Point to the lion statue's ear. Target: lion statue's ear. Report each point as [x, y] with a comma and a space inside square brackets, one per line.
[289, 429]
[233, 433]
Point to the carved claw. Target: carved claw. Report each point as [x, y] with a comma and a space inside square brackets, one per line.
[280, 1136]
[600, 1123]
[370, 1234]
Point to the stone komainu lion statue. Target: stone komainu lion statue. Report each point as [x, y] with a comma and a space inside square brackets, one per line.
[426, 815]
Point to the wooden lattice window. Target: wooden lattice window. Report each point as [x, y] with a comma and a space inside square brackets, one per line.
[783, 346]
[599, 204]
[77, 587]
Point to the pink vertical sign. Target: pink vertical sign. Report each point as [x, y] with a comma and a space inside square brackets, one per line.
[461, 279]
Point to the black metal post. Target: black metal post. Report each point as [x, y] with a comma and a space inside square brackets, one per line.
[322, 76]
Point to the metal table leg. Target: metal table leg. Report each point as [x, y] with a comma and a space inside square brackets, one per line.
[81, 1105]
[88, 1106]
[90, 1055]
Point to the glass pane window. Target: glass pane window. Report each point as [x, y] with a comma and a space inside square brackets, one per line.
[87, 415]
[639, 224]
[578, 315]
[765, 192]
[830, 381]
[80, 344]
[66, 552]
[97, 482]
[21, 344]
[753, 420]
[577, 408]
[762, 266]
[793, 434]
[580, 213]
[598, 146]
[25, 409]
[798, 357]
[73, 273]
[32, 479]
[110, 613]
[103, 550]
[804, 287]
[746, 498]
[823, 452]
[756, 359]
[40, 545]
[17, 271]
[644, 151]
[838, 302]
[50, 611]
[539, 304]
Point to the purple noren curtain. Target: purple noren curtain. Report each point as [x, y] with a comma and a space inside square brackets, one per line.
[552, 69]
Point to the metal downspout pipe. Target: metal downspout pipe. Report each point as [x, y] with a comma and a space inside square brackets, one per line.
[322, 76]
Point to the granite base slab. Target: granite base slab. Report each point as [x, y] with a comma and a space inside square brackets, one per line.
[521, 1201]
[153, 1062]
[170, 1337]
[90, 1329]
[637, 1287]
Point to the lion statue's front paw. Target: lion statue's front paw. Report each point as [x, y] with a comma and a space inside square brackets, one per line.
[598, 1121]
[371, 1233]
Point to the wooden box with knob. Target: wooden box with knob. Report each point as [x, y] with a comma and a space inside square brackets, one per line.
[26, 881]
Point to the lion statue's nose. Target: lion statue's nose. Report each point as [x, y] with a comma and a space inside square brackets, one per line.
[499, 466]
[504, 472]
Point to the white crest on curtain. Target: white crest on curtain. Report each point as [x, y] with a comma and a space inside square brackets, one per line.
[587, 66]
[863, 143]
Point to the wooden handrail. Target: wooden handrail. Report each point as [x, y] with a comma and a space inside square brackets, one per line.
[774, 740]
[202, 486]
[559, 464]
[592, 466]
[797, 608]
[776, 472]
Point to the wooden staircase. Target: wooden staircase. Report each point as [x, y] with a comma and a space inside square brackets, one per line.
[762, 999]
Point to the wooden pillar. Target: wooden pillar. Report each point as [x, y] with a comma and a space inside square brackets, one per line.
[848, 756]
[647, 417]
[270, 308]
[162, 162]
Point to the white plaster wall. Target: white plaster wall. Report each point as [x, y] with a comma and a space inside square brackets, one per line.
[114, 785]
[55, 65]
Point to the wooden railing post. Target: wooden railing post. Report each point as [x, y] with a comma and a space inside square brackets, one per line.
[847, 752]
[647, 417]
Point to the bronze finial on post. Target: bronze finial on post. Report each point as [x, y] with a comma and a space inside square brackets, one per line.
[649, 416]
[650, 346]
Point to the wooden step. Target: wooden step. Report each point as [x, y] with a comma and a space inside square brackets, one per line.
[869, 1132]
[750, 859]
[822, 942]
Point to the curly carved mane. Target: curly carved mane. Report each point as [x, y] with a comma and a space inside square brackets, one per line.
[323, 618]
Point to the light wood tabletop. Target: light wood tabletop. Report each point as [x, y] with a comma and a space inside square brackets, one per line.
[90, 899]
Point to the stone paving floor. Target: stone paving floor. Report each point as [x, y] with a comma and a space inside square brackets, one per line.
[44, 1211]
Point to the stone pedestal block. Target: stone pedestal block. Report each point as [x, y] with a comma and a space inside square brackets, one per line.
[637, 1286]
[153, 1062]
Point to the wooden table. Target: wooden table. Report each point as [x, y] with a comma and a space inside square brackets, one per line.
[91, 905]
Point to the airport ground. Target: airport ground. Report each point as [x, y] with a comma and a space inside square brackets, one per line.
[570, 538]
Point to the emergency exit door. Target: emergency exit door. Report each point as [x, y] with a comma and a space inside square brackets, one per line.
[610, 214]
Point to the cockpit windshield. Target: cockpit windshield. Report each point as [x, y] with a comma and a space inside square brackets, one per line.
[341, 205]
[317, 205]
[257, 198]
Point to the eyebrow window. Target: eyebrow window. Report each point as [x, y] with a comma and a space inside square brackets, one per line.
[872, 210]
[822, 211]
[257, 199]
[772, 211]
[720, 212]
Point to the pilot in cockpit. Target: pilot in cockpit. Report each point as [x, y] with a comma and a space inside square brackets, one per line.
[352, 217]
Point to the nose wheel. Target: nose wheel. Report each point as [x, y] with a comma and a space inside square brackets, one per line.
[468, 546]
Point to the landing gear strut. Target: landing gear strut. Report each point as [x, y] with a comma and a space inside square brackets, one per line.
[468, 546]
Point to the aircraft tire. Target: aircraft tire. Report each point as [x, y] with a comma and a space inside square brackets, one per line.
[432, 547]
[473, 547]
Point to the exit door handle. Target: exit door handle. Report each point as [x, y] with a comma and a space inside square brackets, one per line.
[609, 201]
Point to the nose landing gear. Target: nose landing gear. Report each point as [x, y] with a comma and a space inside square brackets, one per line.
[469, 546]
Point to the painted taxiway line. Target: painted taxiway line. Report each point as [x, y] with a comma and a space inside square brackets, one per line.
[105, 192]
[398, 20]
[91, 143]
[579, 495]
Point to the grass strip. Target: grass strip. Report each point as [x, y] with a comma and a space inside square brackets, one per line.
******************************
Aufgabe:
Schreibe die Auflistung oben vollständig in eine JSON-Liste von Zeichenketten um, mit genau einer Zeichenkette für jede Zeile. Leerzeilen lässt du dabei weg.

Antwort:
[
  "Point to the lion statue's ear. Target: lion statue's ear. Report each point as [x, y] with a comma and a space inside square brackets, one per line.",
  "[289, 429]",
  "[233, 433]",
  "Point to the carved claw. Target: carved claw. Report each point as [x, y] with a comma and a space inside square brackets, one per line.",
  "[280, 1136]",
  "[600, 1123]",
  "[370, 1234]",
  "Point to the stone komainu lion statue. Target: stone komainu lion statue. Report each point as [x, y] with a comma and a space inside square brackets, one per line.",
  "[426, 815]",
  "Point to the wooden lattice window. Target: wooden lattice window. Report each point as [x, y] with a comma and a space inside square brackets, one per line.",
  "[783, 346]",
  "[599, 204]",
  "[77, 587]",
  "Point to the pink vertical sign. Target: pink vertical sign. Report each point as [x, y] with a comma and a space inside square brackets, one per line.",
  "[461, 279]",
  "Point to the black metal post. Target: black metal post. Report each point as [x, y] with a comma and a space inside square brackets, one per line.",
  "[322, 76]",
  "Point to the metal table leg. Target: metal table leg. Report each point as [x, y] with a comma and a space inside square brackets, one per line.",
  "[81, 1105]",
  "[88, 1106]",
  "[90, 1055]",
  "Point to the glass pane window. Target: glass pane window. Report each point as [x, y] with a comma and a space inside square brackets, one per line.",
  "[87, 415]",
  "[639, 224]",
  "[578, 315]",
  "[765, 192]",
  "[830, 381]",
  "[80, 344]",
  "[66, 552]",
  "[97, 482]",
  "[21, 344]",
  "[753, 420]",
  "[577, 408]",
  "[762, 266]",
  "[793, 434]",
  "[580, 213]",
  "[598, 146]",
  "[25, 409]",
  "[798, 357]",
  "[73, 273]",
  "[32, 479]",
  "[110, 613]",
  "[103, 550]",
  "[804, 287]",
  "[746, 498]",
  "[823, 452]",
  "[756, 359]",
  "[40, 545]",
  "[17, 271]",
  "[644, 151]",
  "[838, 302]",
  "[50, 611]",
  "[539, 304]",
  "Point to the purple noren curtain. Target: purple noren curtain. Report each point as [x, y] with a comma and a space inside square brackets, one per line.",
  "[552, 69]",
  "Point to the metal downspout pipe. Target: metal downspout pipe. Report each point as [x, y] with a comma and a space inside square brackets, one per line.",
  "[322, 76]",
  "Point to the granite base slab. Target: granite base slab. Report each point as [x, y] with a comma and a space inside square brackets, one per line.",
  "[521, 1201]",
  "[153, 1062]",
  "[170, 1337]",
  "[90, 1329]",
  "[637, 1287]",
  "Point to the lion statue's front paw. Target: lion statue's front paw. Report each point as [x, y] with a comma and a space inside square brackets, one per line.",
  "[598, 1121]",
  "[371, 1233]",
  "Point to the wooden box with knob. Target: wooden box with knob. Report each point as [x, y] with a comma and a space inside square brackets, one per line.",
  "[26, 881]",
  "Point to the lion statue's nose. Target: lion statue's nose. Report each point as [x, y] with a comma and a space inside square brackets, one per line.",
  "[499, 466]",
  "[504, 472]",
  "Point to the white crest on curtain. Target: white crest on curtain. Report each point as [x, y] with a comma and a space inside square brackets, one per line.",
  "[587, 66]",
  "[863, 143]",
  "Point to the wooden handrail. Target: wooden handrail. Report each point as [x, y] with a comma and a space inside square brackets, one per line.",
  "[774, 740]",
  "[202, 486]",
  "[559, 464]",
  "[592, 466]",
  "[797, 608]",
  "[776, 472]",
  "Point to the wooden staircase. Target: wooden staircase. Report each point as [x, y] with a comma and a space inside square brackets, one per line.",
  "[762, 999]",
  "Point to the wooden pillar. Target: wooden pillar. Report each point as [x, y] with a comma and a space inside square brackets, one per line.",
  "[848, 756]",
  "[647, 417]",
  "[270, 308]",
  "[162, 162]",
  "Point to the white plaster wall. Target: white plaster wall. Report each point as [x, y] with a comma and a space inside square brackets, one per line.",
  "[114, 785]",
  "[55, 65]",
  "Point to the wooden railing post. Target: wooden railing post. Report each point as [x, y] with a comma and a space inside square brackets, one per line.",
  "[847, 752]",
  "[647, 417]",
  "Point to the bronze finial on post. Target: bronze finial on post. Report each point as [x, y] with a comma and a space inside square brackets, one per line.",
  "[649, 416]",
  "[650, 346]",
  "Point to the wooden step. Target: wooden step. Report each point as [x, y] with a comma and a space inside square brackets, one per line.",
  "[869, 1132]",
  "[750, 859]",
  "[822, 942]",
  "Point to the curly carved mane. Target: curly carved mane. Report each point as [x, y] with a comma and a space inside square brackets, one per line.",
  "[323, 618]",
  "Point to the light wood tabletop. Target: light wood tabletop. Report each point as [x, y] with a comma and a space inside square brackets, one per line.",
  "[90, 899]",
  "Point to the stone paving floor. Target: stone paving floor. Report each point as [x, y] with a comma and a space inside square brackets, one per line.",
  "[44, 1211]",
  "Point to the stone pedestal block. Target: stone pedestal block. Report each point as [x, y] with a comma and a space inside square brackets, one per line.",
  "[637, 1286]",
  "[153, 1062]",
  "Point to the wooden table. Target: wooden table. Report each point as [x, y] with a comma and a space inside square brackets, one per line.",
  "[91, 905]",
  "Point to the airport ground. Target: airport ground. Report each point as [x, y] with a comma and a space inside square brackets, one per line.",
  "[570, 538]",
  "Point to the emergency exit door. Target: emergency exit door. Report each point as [x, y] with a comma and a space inside square brackets, one per line.",
  "[610, 214]",
  "Point to the cockpit windshield. Target: cockpit windshield. Report each point as [x, y] with a comma and a space inside square brackets, one per line.",
  "[341, 205]",
  "[317, 205]",
  "[257, 198]",
  "Point to the eyebrow window. Target: eyebrow window. Report each point as [x, y] with a comma and a space inside square brackets, one per line.",
  "[872, 210]",
  "[822, 211]",
  "[257, 199]",
  "[772, 211]",
  "[720, 212]",
  "Point to the pilot in cockpit. Target: pilot in cockpit. Report each point as [x, y] with a comma and a space inside square brackets, one per line.",
  "[352, 217]",
  "Point to the nose wheel. Target: nose wheel. Report each point as [x, y] with a comma and a space inside square brackets, one per line.",
  "[468, 546]",
  "Point to the landing gear strut. Target: landing gear strut. Report each point as [x, y] with a comma and a space inside square brackets, one per line.",
  "[468, 546]",
  "Point to the aircraft tire. Target: aircraft tire. Report each point as [x, y] with a comma and a space inside square brackets, one per line.",
  "[432, 547]",
  "[473, 547]",
  "Point to the exit door handle. Target: exit door handle. Report each point as [x, y] with a comma and a space inside square brackets, one per line.",
  "[609, 201]",
  "Point to the nose landing gear. Target: nose landing gear. Report each point as [x, y] with a comma and a space inside square brackets, one per line.",
  "[469, 546]",
  "Point to the painted taxiway line. Target: painted taxiway line. Report each point as [x, y] with a comma and a space inside square brackets, one per line.",
  "[105, 192]",
  "[398, 20]",
  "[91, 143]",
  "[579, 495]",
  "Point to the grass strip. Target: grass strip. Report each point as [x, y] with a comma and a space inside square brackets, one per line."
]